# [THE PROBLEM]
Set down the material below in full, matching it exactly.

# [MATERIAL FOR THIS TASK]
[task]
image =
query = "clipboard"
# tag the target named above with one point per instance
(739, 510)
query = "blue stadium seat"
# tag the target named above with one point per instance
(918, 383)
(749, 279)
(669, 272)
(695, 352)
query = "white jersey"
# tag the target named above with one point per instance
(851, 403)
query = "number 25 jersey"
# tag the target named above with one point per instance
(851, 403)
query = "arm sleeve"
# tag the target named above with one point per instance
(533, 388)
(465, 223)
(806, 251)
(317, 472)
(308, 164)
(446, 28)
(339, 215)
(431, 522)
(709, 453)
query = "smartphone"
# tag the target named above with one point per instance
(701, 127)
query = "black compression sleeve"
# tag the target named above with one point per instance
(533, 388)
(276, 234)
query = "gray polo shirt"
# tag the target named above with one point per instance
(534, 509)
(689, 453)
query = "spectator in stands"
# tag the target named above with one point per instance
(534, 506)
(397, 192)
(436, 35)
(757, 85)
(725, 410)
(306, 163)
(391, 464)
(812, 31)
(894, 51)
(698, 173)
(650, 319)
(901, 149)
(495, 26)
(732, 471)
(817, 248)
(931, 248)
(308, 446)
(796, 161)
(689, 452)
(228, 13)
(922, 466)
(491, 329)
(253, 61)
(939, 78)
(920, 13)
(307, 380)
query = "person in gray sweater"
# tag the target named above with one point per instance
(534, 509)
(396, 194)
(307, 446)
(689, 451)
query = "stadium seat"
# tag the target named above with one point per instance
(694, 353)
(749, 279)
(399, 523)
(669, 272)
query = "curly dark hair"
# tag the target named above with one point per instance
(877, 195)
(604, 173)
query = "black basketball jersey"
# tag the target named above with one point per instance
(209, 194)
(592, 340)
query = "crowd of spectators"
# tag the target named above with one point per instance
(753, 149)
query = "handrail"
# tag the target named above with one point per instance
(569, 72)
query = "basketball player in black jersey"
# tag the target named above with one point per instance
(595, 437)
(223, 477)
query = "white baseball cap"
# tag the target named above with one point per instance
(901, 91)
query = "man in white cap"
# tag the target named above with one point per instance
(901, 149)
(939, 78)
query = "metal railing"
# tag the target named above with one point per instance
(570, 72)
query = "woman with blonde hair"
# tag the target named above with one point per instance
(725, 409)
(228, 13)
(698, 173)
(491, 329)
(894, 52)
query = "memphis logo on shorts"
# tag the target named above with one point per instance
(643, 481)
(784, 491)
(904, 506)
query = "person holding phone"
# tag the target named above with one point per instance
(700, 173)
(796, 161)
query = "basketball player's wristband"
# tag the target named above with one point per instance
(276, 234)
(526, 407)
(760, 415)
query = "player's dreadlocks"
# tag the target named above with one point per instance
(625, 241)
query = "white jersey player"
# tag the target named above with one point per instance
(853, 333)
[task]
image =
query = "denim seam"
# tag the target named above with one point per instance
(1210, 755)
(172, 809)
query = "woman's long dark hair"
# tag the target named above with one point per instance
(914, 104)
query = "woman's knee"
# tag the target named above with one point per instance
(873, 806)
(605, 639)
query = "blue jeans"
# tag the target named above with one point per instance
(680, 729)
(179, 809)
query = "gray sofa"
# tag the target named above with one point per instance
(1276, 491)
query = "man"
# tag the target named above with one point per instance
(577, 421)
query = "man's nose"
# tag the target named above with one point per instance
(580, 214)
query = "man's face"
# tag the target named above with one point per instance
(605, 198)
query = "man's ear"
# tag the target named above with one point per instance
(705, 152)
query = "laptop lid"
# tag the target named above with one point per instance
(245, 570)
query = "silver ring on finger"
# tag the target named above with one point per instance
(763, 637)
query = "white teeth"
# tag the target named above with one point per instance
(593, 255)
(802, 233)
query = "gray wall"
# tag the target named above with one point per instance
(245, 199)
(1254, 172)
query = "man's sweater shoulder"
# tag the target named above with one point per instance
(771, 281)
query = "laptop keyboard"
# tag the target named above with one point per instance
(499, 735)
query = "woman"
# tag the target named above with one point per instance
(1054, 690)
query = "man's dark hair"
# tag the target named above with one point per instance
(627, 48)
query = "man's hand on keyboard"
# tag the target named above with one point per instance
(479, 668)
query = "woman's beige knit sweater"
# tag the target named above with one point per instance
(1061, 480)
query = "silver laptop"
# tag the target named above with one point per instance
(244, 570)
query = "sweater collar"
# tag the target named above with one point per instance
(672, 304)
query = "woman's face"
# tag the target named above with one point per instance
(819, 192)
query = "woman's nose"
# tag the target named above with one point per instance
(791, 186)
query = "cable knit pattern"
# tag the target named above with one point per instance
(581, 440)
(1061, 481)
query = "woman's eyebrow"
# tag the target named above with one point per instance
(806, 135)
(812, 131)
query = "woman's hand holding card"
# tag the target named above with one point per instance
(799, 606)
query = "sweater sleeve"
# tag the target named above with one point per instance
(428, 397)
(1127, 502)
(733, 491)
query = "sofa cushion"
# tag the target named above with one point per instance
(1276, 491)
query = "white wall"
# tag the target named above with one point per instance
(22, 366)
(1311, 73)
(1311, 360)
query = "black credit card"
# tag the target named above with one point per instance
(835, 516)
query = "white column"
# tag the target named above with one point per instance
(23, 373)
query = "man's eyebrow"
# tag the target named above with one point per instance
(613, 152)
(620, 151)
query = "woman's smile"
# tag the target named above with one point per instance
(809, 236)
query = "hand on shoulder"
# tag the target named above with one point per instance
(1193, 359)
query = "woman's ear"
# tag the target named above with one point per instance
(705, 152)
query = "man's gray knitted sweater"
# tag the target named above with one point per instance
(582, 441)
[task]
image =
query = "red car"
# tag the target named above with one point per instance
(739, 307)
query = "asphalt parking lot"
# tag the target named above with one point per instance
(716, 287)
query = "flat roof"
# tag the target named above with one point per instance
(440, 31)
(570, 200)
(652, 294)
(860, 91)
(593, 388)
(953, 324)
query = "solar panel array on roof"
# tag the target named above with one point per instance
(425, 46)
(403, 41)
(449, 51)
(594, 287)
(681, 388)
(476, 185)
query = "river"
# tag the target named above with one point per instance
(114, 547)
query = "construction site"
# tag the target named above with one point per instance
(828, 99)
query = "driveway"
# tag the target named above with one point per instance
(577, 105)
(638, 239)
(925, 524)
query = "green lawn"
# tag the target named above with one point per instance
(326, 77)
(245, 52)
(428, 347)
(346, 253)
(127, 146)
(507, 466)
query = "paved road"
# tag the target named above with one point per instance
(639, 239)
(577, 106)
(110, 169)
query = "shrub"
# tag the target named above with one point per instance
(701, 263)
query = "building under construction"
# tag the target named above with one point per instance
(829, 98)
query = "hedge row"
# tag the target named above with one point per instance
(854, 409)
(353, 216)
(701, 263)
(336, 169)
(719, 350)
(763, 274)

# [RESULT OF THE TASK]
[task]
image =
query = "clipboard"
# tag the target named above with one point per instance
(739, 510)
query = "blue stadium seat"
# tag the target named above with one point per instance
(918, 383)
(749, 279)
(669, 272)
(695, 352)
query = "white jersey"
# tag the target named above with one point per instance
(851, 403)
query = "number 25 jersey"
# tag the target named above with one point per instance
(851, 403)
query = "arm sleeve"
# tag the target named above with one point per instance
(533, 388)
(465, 223)
(806, 251)
(317, 472)
(308, 164)
(446, 28)
(339, 215)
(431, 522)
(709, 453)
query = "smartphone"
# tag the target named above with one point per instance
(701, 127)
query = "black compression sleeve"
# tag the target named above with one point per instance
(533, 388)
(276, 234)
query = "gray polo shirt"
# tag the target named above with one point per instance
(534, 509)
(689, 453)
query = "spectator in stands"
# tag the target named above with one point per instance
(534, 506)
(397, 192)
(436, 35)
(757, 85)
(725, 410)
(306, 163)
(391, 464)
(812, 31)
(894, 51)
(698, 173)
(650, 319)
(901, 149)
(495, 26)
(732, 471)
(817, 248)
(931, 248)
(308, 446)
(796, 161)
(689, 452)
(228, 13)
(922, 466)
(491, 329)
(253, 61)
(939, 78)
(920, 13)
(307, 380)
query = "person in gray sweater"
# tag the target named above with one point per instance
(534, 509)
(396, 194)
(307, 446)
(689, 451)
query = "stadium seat"
# tag the target named above with one point per instance
(694, 353)
(749, 279)
(399, 523)
(669, 272)
query = "curly dark hair"
# tag the target named above with one point per instance
(877, 195)
(604, 173)
query = "black basketball jersey"
# tag the target named above with one point per instance
(209, 194)
(592, 340)
query = "crowd of spectators"
# tag the target named above with one point per instance
(753, 149)
query = "handrail"
# tag the target named above with one point per instance
(569, 72)
query = "basketball player in black jersey"
# tag the target named above with one point per instance
(595, 437)
(223, 477)
query = "white baseball cap"
# tag the target named above with one point per instance
(901, 91)
query = "man in white cap"
# tag the target named above with one point per instance
(901, 149)
(939, 78)
query = "metal railing"
# tag the target named above with one point per instance
(570, 72)
query = "woman with blonde hair"
# tag the target named above with one point per instance
(725, 409)
(228, 13)
(698, 173)
(491, 329)
(894, 52)
query = "memphis logo on shorts"
# tag the target named above with one point per instance
(643, 481)
(784, 491)
(904, 506)
query = "person holding phone"
# tag the target named above with one point per instance
(700, 173)
(796, 161)
query = "basketball player's wristband"
# tag the target named above with one point per instance
(276, 234)
(526, 407)
(760, 415)
query = "player's dreadlocks"
# tag the target named above with one point per instance
(625, 241)
query = "white jersey player"
# tag the target named above with one point per instance
(853, 333)
[task]
image =
query = "denim seam"
# tag the target named above with one point per instance
(1210, 755)
(172, 809)
query = "woman's long dark hair"
# tag the target named above with one point per instance
(914, 104)
query = "woman's knee"
# tag the target named above with one point per instance
(873, 806)
(605, 639)
query = "blue jeans"
# tag the target named above with one point per instance
(680, 729)
(179, 809)
query = "gray sofa"
# tag the target named above with one point per instance
(1276, 491)
query = "man"
# tag the target named above with one point per instance
(577, 421)
query = "man's nose"
# tag the target named above with one point per instance
(580, 214)
query = "man's face"
# tag the target named above with one point per instance
(605, 198)
query = "man's ear"
# tag the target named above with one point per instance
(705, 152)
query = "laptop lid"
# tag the target named above with one point per instance
(245, 570)
query = "silver ring on finger"
# tag the target named above with one point per instance
(763, 637)
query = "white teeth"
# tag the target named above with one point per instance
(593, 255)
(802, 233)
query = "gray wall"
# tag the target named above with one point per instance
(245, 199)
(1254, 172)
query = "man's sweater shoulder"
# tag the target named above with one point per instance
(771, 281)
query = "laptop keyboard"
# tag the target named above with one point per instance
(499, 735)
query = "woman"
# tag the target named above with one point per instance
(1054, 690)
query = "man's dark hair"
# tag the target named above with one point per instance
(627, 48)
query = "man's hand on keyboard"
# tag the target named above with one point per instance
(479, 668)
query = "woman's beige knit sweater"
# tag the target named above with one point per instance
(1061, 480)
query = "silver laptop"
# tag the target named above with one point per instance
(244, 570)
query = "sweater collar"
# tag the target named above with one point per instance
(672, 304)
query = "woman's face"
# tag the target named above with one point per instance
(819, 192)
query = "woman's nose"
# tag the target named above with one point per instance
(791, 186)
query = "cable knit pattern"
# tag the target named above with one point per instance
(581, 440)
(1061, 481)
query = "woman's eyebrow"
# tag the target named above with one point per instance
(806, 135)
(812, 131)
query = "woman's hand holding card"
# tag the target named above with one point per instance
(799, 606)
query = "sweater sleeve"
# tag the target named above with one point per instance
(428, 397)
(1127, 502)
(733, 491)
query = "sofa cushion"
# tag the target named above with one point per instance
(1276, 491)
query = "white wall"
# tag the target named above with one point per instance
(22, 366)
(1311, 73)
(1311, 360)
query = "black credit card"
# tag the target named above with one point per instance
(835, 516)
query = "white column"
# tag the target named above with one point per instance
(23, 373)
query = "man's eyebrow"
# tag the target named above with one point per instance
(613, 152)
(620, 151)
query = "woman's smile"
# tag the target named above with one point per instance
(809, 236)
query = "hand on shoulder"
# tag the target named above with one point per instance
(1193, 359)
query = "woman's ear"
# tag the target named above with one point per instance
(705, 152)
query = "man's gray knitted sweater"
# tag the target named above with one point per instance
(582, 441)
[task]
image =
query = "red car"
# tag the target named above with one point per instance
(739, 307)
query = "asphalt parking lot"
# tag the target named above with one point per instance
(716, 287)
query = "flat roof"
# tag the target named above with one point per instance
(440, 31)
(570, 200)
(652, 294)
(860, 91)
(593, 388)
(953, 324)
query = "solar panel array on roof"
# tag the target named above with one point per instance
(425, 46)
(403, 41)
(449, 51)
(594, 287)
(681, 388)
(476, 185)
query = "river"
# tag the target named above with one point per instance
(114, 547)
query = "construction site"
# tag the target named above with one point per instance
(828, 99)
query = "driveway"
# tag the target named above with one point per instance
(577, 105)
(638, 239)
(925, 524)
query = "green lawn"
# tag the target named above with one point per instance
(326, 77)
(245, 52)
(428, 347)
(346, 253)
(127, 146)
(507, 466)
query = "paved road"
# tag the target named above with one point per instance
(639, 239)
(577, 106)
(110, 169)
query = "shrub"
# tag the target named above with one point per instance
(701, 263)
query = "building under construction"
# tag the target named above with one point per instance
(829, 98)
query = "hedge row"
# tag the target named above with one point per instance
(854, 409)
(353, 216)
(701, 263)
(336, 169)
(719, 350)
(763, 274)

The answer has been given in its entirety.